■ TRECHO SELECIONADO
_____

Crônica - Dolce far Niente
Eu sempre fui uma criança curiosa: devorava livros, queria aprender sobre tudo e fiz um monte de coisas na minha vida profissional; quase uma Barbie e suas dezenas de profissões. Entre todas as coisas que desejei e planejei, nunca passou pela minha cabeça que o meu maior prazer da vida, ao chegar nos 40, fosse: cuidar dos meus cachorros e ficar em silêncio na minha casa, no meio do mato, onde o vizinho mais próximo só fosse possível avistar de binóculos. Isso é, se eu realmente quisesse vê-lo.
Mas
sei que antes eu não tinha esse modelo ideal de vida, porque antes eu não tinha
conhecimento suficiente sobre ela. Os livros me ensinaram muita coisa, mas, viver,
me ensinou muito mais. Principalmente sobre os valores com os quais fui
educado, em confronto com os valores que eu descobri não serem condizentes com
àqueles que aprendi. Desfrutei muito do dinheiro – e aqui não serei hipócrita: uma
vida em silêncio e sem vizinhos custa caro –, acumulei roupas de grife, onde
muitas nunca usei; gastei muito para parecer o mais próximo com o personagem
que a sociedade esperava de mim. Usufruí muito bem do sistema, e foi muito bom
enquanto durou. Mas, ainda bem, descobri a tempo, as coisas que mais me dão
prazer.
Ontem
acordei, comprei sonhos com recheio de Nutella e pães de queijo; enquanto os pesava,
minha atendente - fã número um da padaria - disse que não gostou de saber que
estou indo embora pra longe dela. Ao passar no caixa, a moça da máquina registradora
perguntou o porquê que só iria levar aquilo, finalizando a pergunta me chamando
de Zorro - meu apelido no mercado inteiro, onde vou todos os dias.
Voltei pra casa, coloquei meus cachorros no carro e, na estrada, dirigia ouvindo
Bocelli enquanto pensava, que finalmente, havia conseguido conquistar tudo o que
há pouco tempo comecei a desejar na vida; me questionando o porquê, aquele não
teria sido meu sonho desde criança.

_____

■ REGISTROS FORNECIDOS
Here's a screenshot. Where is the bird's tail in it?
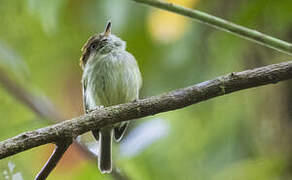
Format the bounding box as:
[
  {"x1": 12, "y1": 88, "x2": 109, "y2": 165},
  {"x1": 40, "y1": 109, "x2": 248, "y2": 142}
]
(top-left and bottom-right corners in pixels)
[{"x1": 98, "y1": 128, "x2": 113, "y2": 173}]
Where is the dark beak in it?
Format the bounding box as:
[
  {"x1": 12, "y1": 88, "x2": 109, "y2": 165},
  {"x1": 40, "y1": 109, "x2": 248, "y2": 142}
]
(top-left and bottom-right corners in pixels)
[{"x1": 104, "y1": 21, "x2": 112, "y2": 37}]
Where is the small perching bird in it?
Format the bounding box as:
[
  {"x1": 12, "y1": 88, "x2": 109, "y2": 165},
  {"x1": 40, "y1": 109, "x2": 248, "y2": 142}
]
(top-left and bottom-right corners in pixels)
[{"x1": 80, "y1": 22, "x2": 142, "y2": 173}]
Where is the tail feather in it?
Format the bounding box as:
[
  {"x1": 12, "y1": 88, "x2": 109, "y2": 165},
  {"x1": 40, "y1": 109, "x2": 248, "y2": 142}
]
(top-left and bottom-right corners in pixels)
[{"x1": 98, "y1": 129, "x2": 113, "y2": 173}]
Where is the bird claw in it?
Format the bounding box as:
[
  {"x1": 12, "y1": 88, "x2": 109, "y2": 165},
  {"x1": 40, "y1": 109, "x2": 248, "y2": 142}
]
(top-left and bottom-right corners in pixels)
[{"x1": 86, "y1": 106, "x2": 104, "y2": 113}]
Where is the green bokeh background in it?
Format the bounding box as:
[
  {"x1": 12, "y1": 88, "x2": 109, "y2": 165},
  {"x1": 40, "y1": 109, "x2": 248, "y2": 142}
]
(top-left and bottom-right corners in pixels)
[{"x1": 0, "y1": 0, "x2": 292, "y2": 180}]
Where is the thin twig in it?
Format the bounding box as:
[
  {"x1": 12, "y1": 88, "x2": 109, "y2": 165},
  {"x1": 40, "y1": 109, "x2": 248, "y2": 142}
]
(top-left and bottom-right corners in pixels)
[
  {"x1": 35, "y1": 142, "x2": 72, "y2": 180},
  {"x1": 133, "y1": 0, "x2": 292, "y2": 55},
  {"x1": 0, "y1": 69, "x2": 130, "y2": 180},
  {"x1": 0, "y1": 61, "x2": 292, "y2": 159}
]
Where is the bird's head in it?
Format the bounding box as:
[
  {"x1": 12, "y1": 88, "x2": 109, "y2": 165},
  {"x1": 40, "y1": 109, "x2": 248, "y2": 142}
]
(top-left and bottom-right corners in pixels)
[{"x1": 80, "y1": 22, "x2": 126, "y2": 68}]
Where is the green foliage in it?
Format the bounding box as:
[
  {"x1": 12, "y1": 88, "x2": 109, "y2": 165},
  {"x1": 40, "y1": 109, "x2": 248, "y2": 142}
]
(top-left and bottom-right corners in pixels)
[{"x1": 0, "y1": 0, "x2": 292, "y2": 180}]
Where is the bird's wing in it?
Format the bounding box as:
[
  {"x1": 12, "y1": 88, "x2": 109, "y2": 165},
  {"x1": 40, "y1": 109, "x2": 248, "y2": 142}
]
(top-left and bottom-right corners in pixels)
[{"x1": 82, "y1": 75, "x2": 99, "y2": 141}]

_____

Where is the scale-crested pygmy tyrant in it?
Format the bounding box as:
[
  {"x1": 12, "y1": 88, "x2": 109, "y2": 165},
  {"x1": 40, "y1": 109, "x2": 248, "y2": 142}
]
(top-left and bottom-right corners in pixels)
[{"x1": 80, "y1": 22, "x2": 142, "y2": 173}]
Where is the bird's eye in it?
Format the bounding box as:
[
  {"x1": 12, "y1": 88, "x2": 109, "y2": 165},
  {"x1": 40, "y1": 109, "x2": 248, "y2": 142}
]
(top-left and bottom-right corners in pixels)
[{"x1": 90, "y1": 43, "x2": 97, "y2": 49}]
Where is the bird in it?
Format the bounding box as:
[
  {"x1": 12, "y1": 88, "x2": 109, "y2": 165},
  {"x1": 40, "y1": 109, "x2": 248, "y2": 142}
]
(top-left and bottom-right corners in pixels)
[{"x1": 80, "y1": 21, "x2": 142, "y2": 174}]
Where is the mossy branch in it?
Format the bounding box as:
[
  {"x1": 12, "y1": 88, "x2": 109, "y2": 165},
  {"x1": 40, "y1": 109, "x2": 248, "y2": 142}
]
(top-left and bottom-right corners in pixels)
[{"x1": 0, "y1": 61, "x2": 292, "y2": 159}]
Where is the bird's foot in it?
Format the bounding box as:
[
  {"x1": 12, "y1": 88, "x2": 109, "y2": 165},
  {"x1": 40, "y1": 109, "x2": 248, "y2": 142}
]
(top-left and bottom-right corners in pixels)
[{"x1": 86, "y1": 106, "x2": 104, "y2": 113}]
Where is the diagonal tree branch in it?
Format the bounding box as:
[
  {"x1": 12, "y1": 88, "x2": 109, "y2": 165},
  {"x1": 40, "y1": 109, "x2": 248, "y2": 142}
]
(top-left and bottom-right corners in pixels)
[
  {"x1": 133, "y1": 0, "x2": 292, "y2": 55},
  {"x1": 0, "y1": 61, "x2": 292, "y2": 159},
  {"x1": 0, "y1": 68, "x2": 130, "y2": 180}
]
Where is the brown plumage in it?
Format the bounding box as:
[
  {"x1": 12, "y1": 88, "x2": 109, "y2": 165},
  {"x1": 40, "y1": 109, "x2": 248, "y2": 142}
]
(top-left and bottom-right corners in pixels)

_____

■ TAREFAS PROPOSTAS
**1)** Selecione nos registros todas as linhas em que aparece a palavra "green".
**2)** Escreva o que vem depois na crônica "Dolce far Niente", sobre a vida em silêncio com os cachorros, a partir da última frase apresentada.
Os registros não têm nenhuma relação com a crônica.

■ RESPOSTAS
**1)**
Where is the green bokeh background in it?
Where is the green foliage in it?

**2)**
Cheguei
ao sitio, colhi alimentos na horta pra preparar o jantar da noite, brinquei com
a mangueira com o meu caçula, enquanto regava a horta e, logo após, fui
providenciar o vinho e a sobremesa. Enquanto preparava o molho, escutava um
podcast sobre crimes; depois jantei na companhia dos meus filhotes, enquanto
assistia a um filme italiano em preto e branco. Por fim, recebi a visita de uma
leitora, para discutirmos sobre meus livros e meus textos. Hoje, acordei com o dia
livre: sem visita, sem TV, sem empregados, refletindo sobre estar vivendo o momento
ideal da minha vida. Lembrei de um texto que havia escrito nas primeiras férias
absolutas que tirei na vida - há poucos meses - e, em vez de editá-lo, quis escrever
outro no mesmo sentido, mas atualizado com aquilo que no texto anterior, ainda
era apenas um plano.
O
cenário mudou, mas só se tornou possível porque, bem antes, eu já vivia o que
queria. Não espere que o que você quer
defina quem você é. Antes mesmo do lugar ideal, nos lugares “errados” eu já
estava vivendo - com plenitude - aquilo que eu era. Não permiti que os cenários
e personagens anteriores definissem o que eu era em minha essência. E agora, com
tudo em seu devido lugar, eu só quero acordar nesse cenário onde optei por instalar
internet apenas para o uso necessário, sem mais smartphones, apenas um aparelho
de celular antigo capaz de fazer ligações para a emergenza ou polizia;
ficar na cama por mais uma hora após despertar, na companhia dos meus
filhotes; tomar uma dose de whiskey em jejum, enquanto olho para o campo e
agradeço por não ouvir nenhum som de música pop; andar de meias e moletons
folgados pela casa; não pentear os cabelos; sentar na varanda enquanto interpreto
as imperfeições das pedras que estruturam as paredes da casa, imaginando
monstros e objetos; comer porcaria; deixar as xícaras de café sujas pelos cômodos;
sentar no escritório para escrever - com o caçula deitado sobre meus pés; e, por
fim, talvez ter 30 minutos de conexão com o mundo, conversar qualquer amenidade
com um amigo querido, e depois dizer a ele que podemos ter outra conversa como
aquela, um mês depois; ou, receber a pessoa com quem escolhi namorar para
jantarmos, passarmos à noite juntos e, na manhã seguinte, ela voltar pra casa
dela.
Se
posso desejar mais alguma coisa? Sim. Que essa seja a última vez que alguém
possa ter conhecimento de qualquer intimidade ou curiosidade sobre a minha vida
pessoal; e que, em um futuro próximo, quando alguém perguntar: “Cadê aquele
rapaz que vinha aqui todos os dias comprar as mesmas coisas na padaria... o Zorro?”,
outro alguém responda: “Ele subiu em seu cavalo, saiu galopando, e se foi. Mas
foi embora feliz.”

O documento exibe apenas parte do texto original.